Exercise
Your task is to restate the data word for word.

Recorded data
^^^^

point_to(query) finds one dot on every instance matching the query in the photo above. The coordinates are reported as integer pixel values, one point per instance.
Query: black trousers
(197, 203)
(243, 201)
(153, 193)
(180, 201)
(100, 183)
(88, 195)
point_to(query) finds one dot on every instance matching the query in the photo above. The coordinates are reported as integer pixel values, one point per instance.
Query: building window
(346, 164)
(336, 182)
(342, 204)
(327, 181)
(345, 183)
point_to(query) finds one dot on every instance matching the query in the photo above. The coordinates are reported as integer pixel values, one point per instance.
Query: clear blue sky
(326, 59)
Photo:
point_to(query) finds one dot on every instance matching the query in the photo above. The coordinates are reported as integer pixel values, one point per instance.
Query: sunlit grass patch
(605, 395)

^^^^

Answer area
point_to(query) finds one dot on every instance matching the query in the photo above. The coordinates are reported as integer pixel values, one point per instance.
Query: black trousers
(197, 203)
(243, 201)
(153, 193)
(180, 201)
(100, 183)
(88, 195)
point_to(query) finds one dot on every instance matching the query in the photo above. The coordinates are reported as integer pixel values, one point per instance.
Query: building window
(346, 164)
(336, 182)
(342, 204)
(327, 181)
(345, 183)
point_to(query) finds one dot on every instance matching the query in the photo above. The coordinates are reported as integer pixel values, one point per instance.
Query: clear blue sky
(326, 59)
Photo:
point_to(query) finds one dot on every instance matching the query in the photo above. The coordinates are reported as integer pixel values, one point per instance.
Query: sunlit grass patch
(605, 395)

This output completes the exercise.